───── EXTRACT

Me too. I don't think the time has been right for awhile, and now it doesn't seem so bad. I think the 7800's finally starting to get the backing that it needs in order to promote its own homebrew community.

 

Now that I've done some playing around with the 7800, I think it has great potential.  The MARIA GPU is fairly powerful, but relatively simple.  And unlike the 2600, there is no need for tricky cycle counting.  CPU and GPU time are still at a premium, so efficiency is more the rule.

 

Well now, it's not *that* much better than the 2600. There are a lot more pitfalls in the 7800 simply because of lack of knowledge. Plus, cycle counting may have gone away, but DMA timing has replaced it.

 

There are also things that make programming the 7800 devastatingly painful. I've whipped up a few demos in the past (I started doing this about 2 years ago, before the encryption info was released, because backdoor.bin was available). I was forced to reduced my game code revisions into demos, simply because I'd eventually hit a wall with everything that I developed that couldn't be crossed.

 

For example, one of my problems occurrend with a mode I chose to develop in. 320x2 (or is it 320B) mode looks to be the best mode for the system (hey, it could even rival Nintendo!). But, if you want to try to program anything practical for it, it's virtually impossible. You are limited to 2 palletes and a background, which is pretty bad (7 colors only per zone). Then, if you want sprites to cross each other's paths, you'll find a limitation with transparency in Kangaroo mode, so you'll be stuck with only 5 colors. This will make all of your 7-color effort end up shot, and you'll find yourself going mad trying to make the cutoff decision-- drop 2 colors, or disable transparency. It's these decisions/setbacks that stopped most of my development, because there is simply no good solution when these roadblcks arise.

──────────

--- DIRECTIVE A ---
Quote the entries word for word, from the first one through the line containing "x=615, y=1020", both included.
The entries below have nothing to do with the 7800 programming discussion above.

───── RECORDS SUPPLIED

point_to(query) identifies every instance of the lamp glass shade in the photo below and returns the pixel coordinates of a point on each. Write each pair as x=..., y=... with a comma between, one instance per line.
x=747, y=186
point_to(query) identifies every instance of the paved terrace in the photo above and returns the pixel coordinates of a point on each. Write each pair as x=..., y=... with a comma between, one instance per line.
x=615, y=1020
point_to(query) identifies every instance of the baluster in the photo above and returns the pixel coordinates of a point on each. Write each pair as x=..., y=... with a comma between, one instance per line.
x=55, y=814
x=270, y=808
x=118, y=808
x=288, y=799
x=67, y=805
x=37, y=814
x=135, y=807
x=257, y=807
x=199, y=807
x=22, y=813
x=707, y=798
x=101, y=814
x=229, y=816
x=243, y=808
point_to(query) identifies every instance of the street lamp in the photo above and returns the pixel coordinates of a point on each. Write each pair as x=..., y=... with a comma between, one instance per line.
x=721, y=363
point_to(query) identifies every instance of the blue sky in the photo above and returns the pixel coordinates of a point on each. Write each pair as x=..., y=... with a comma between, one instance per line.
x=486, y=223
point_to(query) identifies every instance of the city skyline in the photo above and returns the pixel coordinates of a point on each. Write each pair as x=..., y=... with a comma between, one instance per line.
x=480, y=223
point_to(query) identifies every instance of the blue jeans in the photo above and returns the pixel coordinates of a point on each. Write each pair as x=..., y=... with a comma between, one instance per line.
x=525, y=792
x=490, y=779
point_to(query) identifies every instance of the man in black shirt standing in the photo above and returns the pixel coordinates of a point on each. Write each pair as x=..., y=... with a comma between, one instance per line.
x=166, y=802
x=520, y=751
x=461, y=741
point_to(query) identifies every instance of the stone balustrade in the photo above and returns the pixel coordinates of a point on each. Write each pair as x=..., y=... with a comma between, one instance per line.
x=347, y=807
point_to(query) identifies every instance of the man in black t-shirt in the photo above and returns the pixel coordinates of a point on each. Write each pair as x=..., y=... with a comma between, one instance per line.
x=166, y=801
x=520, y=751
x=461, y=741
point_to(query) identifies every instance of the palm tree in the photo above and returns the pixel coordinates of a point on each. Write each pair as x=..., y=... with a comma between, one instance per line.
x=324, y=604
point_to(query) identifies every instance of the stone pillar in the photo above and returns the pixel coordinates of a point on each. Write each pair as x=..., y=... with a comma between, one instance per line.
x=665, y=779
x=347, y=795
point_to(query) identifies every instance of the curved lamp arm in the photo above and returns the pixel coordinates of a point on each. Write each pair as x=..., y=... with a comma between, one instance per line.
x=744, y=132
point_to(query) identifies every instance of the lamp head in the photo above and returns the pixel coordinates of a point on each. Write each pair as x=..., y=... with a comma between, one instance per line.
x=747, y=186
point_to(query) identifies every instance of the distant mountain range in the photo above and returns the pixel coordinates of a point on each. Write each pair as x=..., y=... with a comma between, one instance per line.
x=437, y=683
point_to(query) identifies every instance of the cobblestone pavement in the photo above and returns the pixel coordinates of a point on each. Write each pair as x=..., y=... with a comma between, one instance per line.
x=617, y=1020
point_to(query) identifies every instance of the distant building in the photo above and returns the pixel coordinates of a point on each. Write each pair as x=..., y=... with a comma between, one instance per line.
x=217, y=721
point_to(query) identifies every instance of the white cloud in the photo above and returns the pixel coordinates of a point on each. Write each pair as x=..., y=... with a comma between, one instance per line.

──────────

--- DIRECTIVE B ---
According to the 7800 programming discussion, what has replaced cycle counting?

--- FINAL ANSWER A ---
point_to(query) identifies every instance of the lamp glass shade in the photo below and returns the pixel coordinates of a point on each. Write each pair as x=..., y=... with a comma between, one instance per line.
x=747, y=186
point_to(query) identifies every instance of the paved terrace in the photo above and returns the pixel coordinates of a point on each. Write each pair as x=..., y=... with a comma between, one instance per line.
x=615, y=1020

--- FINAL ANSWER B ---
DMA timing